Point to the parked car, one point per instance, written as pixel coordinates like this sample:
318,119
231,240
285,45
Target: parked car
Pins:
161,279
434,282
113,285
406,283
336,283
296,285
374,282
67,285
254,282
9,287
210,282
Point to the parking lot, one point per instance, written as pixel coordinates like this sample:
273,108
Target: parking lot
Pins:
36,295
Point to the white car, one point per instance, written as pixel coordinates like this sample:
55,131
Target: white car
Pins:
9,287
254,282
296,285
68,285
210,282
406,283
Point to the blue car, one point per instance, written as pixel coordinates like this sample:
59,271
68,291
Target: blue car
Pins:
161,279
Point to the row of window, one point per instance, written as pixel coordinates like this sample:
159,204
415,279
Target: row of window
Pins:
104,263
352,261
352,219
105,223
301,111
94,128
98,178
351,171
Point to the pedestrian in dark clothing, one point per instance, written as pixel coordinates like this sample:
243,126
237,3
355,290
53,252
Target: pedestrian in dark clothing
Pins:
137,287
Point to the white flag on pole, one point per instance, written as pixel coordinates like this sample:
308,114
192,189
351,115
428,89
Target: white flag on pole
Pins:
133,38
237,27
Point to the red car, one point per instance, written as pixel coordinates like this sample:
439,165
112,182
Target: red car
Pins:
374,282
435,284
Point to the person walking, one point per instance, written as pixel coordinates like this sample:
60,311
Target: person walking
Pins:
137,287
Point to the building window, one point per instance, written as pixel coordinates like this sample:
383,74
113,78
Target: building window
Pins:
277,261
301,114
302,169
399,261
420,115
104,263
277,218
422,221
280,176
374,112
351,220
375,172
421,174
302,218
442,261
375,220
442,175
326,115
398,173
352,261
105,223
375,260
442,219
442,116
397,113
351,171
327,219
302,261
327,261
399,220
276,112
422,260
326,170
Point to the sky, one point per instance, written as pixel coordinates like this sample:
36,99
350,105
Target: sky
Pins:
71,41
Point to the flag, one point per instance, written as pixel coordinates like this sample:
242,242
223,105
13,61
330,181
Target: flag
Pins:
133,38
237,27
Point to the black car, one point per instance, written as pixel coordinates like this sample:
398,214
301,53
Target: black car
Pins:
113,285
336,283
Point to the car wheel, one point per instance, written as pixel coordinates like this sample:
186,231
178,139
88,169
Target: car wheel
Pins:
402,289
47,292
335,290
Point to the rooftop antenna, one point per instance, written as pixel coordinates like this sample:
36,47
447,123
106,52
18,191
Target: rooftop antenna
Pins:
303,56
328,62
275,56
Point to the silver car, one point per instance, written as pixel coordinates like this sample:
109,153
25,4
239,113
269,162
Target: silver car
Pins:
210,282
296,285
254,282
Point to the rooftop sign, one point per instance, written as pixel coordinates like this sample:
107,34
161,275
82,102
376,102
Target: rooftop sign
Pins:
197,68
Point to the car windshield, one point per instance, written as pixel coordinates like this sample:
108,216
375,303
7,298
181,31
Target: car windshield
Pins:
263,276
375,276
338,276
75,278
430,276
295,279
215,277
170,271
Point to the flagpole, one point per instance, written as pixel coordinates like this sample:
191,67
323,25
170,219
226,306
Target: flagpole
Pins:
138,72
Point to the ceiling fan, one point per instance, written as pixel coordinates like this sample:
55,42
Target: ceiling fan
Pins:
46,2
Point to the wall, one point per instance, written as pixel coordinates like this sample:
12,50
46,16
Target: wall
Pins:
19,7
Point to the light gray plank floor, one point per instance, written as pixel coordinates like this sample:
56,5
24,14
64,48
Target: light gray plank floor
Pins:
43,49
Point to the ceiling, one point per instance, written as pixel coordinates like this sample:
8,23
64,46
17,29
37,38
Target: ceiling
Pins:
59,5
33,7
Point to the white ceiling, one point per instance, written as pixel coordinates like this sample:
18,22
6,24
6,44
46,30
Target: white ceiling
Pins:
▬▬▬▬▬▬▬▬▬▬
→ Action item:
Give again, exactly, every line from the one holding "Point to the light" to the last line of the data.

→ Problem solution:
Point to the light gray plank floor, one point per instance, written as pixel coordinates like this sample:
56,5
24,14
64,48
Target: light gray plank floor
Pins:
43,49
Point to the ceiling, one point per instance, written as pixel coordinates like this sample:
8,23
64,46
17,29
37,38
Target: ceiling
Pins:
59,5
33,7
Point to the white ceiling, one point per instance, written as pixel coordinates like this sample:
18,22
6,24
6,44
46,30
Target: white ceiling
Pins:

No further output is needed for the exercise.